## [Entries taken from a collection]
-------------------------
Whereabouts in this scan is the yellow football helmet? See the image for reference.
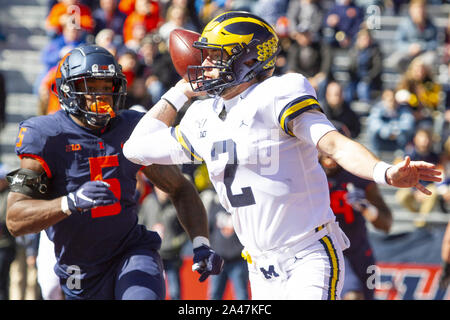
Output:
[188,11,280,95]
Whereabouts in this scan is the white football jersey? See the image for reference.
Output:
[172,74,335,252]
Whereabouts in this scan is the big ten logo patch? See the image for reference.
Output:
[259,265,280,279]
[66,265,81,290]
[368,263,450,300]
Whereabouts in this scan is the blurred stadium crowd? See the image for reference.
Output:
[0,0,450,299]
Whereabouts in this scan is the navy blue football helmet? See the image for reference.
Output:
[56,45,127,128]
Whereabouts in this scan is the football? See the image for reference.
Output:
[169,29,201,80]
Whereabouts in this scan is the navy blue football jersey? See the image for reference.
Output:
[16,110,161,285]
[327,169,374,253]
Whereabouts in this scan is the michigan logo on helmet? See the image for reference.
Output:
[188,11,280,95]
[56,45,127,128]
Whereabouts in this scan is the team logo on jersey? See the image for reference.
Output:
[66,143,81,152]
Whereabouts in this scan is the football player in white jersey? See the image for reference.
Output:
[124,11,440,299]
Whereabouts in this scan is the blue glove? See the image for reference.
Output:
[67,180,118,213]
[192,244,223,282]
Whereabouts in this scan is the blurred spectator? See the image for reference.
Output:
[122,22,147,53]
[9,233,41,300]
[45,0,95,37]
[118,0,136,16]
[194,0,228,25]
[41,23,85,73]
[441,61,450,148]
[355,0,385,11]
[395,129,440,221]
[320,81,361,138]
[117,50,138,87]
[345,29,383,103]
[125,78,153,110]
[123,0,163,43]
[387,0,438,72]
[0,72,7,131]
[367,89,415,156]
[36,230,64,300]
[0,164,16,300]
[319,122,392,300]
[158,5,195,46]
[92,0,127,37]
[200,188,249,300]
[287,26,331,90]
[138,34,180,105]
[439,221,450,290]
[442,12,450,64]
[95,29,117,56]
[287,26,331,78]
[287,0,323,40]
[323,0,364,49]
[38,66,61,115]
[139,187,189,300]
[396,57,441,127]
[253,0,289,26]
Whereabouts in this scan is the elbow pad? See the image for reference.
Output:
[6,168,49,199]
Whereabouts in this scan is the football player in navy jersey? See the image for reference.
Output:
[3,45,223,300]
[319,122,392,300]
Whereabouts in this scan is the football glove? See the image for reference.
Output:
[192,244,224,282]
[345,183,370,212]
[439,262,450,289]
[67,180,118,213]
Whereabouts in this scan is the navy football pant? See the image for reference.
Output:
[61,247,166,300]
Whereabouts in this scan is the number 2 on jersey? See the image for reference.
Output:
[89,155,122,218]
[211,139,256,208]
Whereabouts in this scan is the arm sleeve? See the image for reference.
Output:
[123,115,191,166]
[293,110,336,146]
[274,73,321,136]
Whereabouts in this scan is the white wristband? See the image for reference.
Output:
[192,236,210,249]
[161,87,189,112]
[61,196,72,216]
[373,161,392,185]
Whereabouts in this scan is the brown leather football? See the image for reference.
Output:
[169,28,201,80]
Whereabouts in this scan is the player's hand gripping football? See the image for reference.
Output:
[67,180,117,213]
[192,244,223,282]
[386,156,442,195]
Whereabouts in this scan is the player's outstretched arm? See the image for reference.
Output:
[6,158,71,237]
[317,131,442,195]
[386,156,442,195]
[6,158,117,237]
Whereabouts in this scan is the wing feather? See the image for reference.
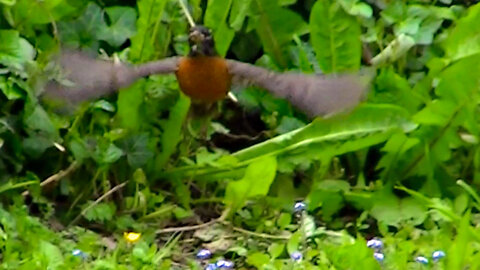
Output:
[44,51,180,102]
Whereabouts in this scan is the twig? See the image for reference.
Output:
[222,221,291,240]
[155,211,229,234]
[155,219,219,234]
[22,161,77,197]
[68,181,128,227]
[178,0,195,27]
[155,211,291,240]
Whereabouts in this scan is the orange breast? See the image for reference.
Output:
[175,56,232,103]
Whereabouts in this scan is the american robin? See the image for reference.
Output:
[46,26,367,117]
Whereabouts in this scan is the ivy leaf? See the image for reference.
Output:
[58,2,107,51]
[99,6,137,47]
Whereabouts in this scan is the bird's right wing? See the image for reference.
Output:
[227,60,368,117]
[44,50,180,102]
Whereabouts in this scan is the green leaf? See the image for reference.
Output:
[116,79,146,131]
[58,2,107,51]
[225,157,277,211]
[23,102,59,138]
[0,30,36,69]
[204,0,235,56]
[119,133,153,168]
[338,0,373,18]
[155,94,190,170]
[268,243,285,259]
[308,180,350,220]
[93,143,124,165]
[233,105,416,165]
[99,6,137,47]
[250,0,308,68]
[310,0,362,73]
[129,0,168,62]
[246,252,270,269]
[38,240,63,269]
[229,0,252,31]
[370,193,427,227]
[442,3,480,61]
[370,34,415,66]
[84,202,116,222]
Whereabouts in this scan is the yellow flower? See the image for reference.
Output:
[123,232,142,243]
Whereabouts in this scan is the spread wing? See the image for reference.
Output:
[227,60,368,117]
[44,51,180,102]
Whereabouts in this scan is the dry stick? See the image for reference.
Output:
[155,219,219,234]
[178,0,195,27]
[155,211,291,240]
[68,181,128,227]
[222,221,291,240]
[22,161,77,197]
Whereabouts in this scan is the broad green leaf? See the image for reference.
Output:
[370,34,415,66]
[164,105,416,179]
[310,0,362,73]
[155,94,190,170]
[93,143,124,165]
[204,0,235,56]
[0,76,26,100]
[225,157,277,211]
[38,240,63,269]
[99,6,137,47]
[58,2,107,51]
[6,0,76,26]
[23,103,59,138]
[116,79,146,131]
[338,0,373,18]
[250,0,308,68]
[446,211,473,269]
[233,105,415,161]
[0,30,36,69]
[442,4,480,61]
[129,0,168,62]
[370,193,427,227]
[308,180,350,220]
[246,252,270,269]
[229,0,252,31]
[119,133,153,168]
[84,202,116,222]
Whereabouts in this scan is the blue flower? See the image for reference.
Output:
[197,249,212,260]
[72,249,88,259]
[205,263,218,270]
[373,252,385,262]
[432,250,446,262]
[367,238,383,250]
[415,256,428,264]
[290,251,303,262]
[215,260,235,269]
[293,202,307,213]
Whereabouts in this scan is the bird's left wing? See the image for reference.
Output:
[44,50,180,102]
[227,60,369,117]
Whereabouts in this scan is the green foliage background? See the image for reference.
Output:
[0,0,480,269]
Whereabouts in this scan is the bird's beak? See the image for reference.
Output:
[188,30,205,44]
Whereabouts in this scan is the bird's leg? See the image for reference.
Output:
[187,102,218,141]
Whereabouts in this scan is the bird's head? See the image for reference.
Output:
[188,25,217,56]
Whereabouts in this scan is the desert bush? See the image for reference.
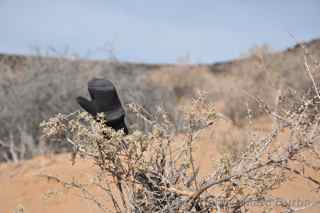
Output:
[42,50,320,212]
[0,52,175,162]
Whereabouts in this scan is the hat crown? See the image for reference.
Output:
[88,79,125,120]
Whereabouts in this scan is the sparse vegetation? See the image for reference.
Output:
[0,39,320,212]
[42,47,320,212]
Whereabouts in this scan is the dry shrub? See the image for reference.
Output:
[42,51,320,212]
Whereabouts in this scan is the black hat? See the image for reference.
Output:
[77,78,128,133]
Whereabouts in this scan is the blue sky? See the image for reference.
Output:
[0,0,320,63]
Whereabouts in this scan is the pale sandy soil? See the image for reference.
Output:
[0,119,320,213]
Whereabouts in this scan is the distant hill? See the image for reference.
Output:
[0,39,320,160]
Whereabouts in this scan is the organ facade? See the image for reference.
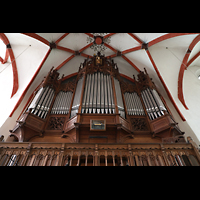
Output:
[0,53,200,166]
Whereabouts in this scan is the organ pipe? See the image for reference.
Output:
[71,77,83,117]
[141,88,166,120]
[114,78,125,118]
[82,72,115,114]
[51,91,73,114]
[124,92,145,115]
[28,86,55,119]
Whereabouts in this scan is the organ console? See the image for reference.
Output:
[10,53,184,143]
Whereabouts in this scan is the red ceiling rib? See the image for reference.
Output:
[56,45,75,53]
[148,33,197,47]
[0,33,19,98]
[104,43,118,53]
[146,50,186,121]
[79,42,93,53]
[22,33,49,46]
[8,48,19,98]
[80,53,92,58]
[128,33,143,44]
[178,35,200,109]
[85,33,94,37]
[121,55,140,72]
[56,54,75,70]
[104,33,116,39]
[9,49,51,117]
[122,46,142,54]
[55,33,69,44]
[186,51,200,67]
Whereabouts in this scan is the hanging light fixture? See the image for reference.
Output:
[87,33,111,53]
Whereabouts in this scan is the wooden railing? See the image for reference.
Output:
[0,137,200,166]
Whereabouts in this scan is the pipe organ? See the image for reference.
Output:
[29,86,55,119]
[51,91,73,114]
[82,72,115,114]
[10,53,184,143]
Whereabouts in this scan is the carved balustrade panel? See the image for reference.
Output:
[0,142,200,166]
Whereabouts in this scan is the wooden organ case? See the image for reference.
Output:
[10,53,185,143]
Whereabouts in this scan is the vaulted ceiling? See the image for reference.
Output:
[0,33,200,142]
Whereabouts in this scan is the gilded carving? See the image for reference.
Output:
[47,117,65,130]
[131,118,148,131]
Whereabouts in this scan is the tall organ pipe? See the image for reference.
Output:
[114,78,125,118]
[124,92,145,115]
[29,86,55,119]
[82,72,115,114]
[141,88,166,120]
[71,77,83,117]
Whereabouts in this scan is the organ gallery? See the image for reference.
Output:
[0,52,200,166]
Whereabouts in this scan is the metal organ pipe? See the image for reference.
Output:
[29,86,55,119]
[71,77,83,117]
[114,78,125,118]
[124,92,145,115]
[81,72,115,114]
[141,88,166,120]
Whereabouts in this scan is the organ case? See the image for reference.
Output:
[10,53,183,143]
-------------------------
## [TASK INSTRUCTIONS]
Pull out the lines of the entries from the line with "Whereabouts in this scan is the black" to the line with "[0,53,200,166]", both included, and reproduce them word for word. Leave the pictures out.

## [WRITTEN REPLY]
Whereabouts in this scan is the black hat? See the image for reference.
Output:
[77,78,128,133]
Whereabouts in this scan is the blue sky? See the image for reference.
Output:
[0,0,320,63]
Whereabouts in this scan is the pale sandy soil? See the image for reference.
Output:
[0,119,320,213]
Whereabouts in this scan is the distant hill? See the image for reference.
Output:
[0,39,320,160]
Whereabouts in this scan is the organ facade? See the image for reference.
Output:
[0,53,200,166]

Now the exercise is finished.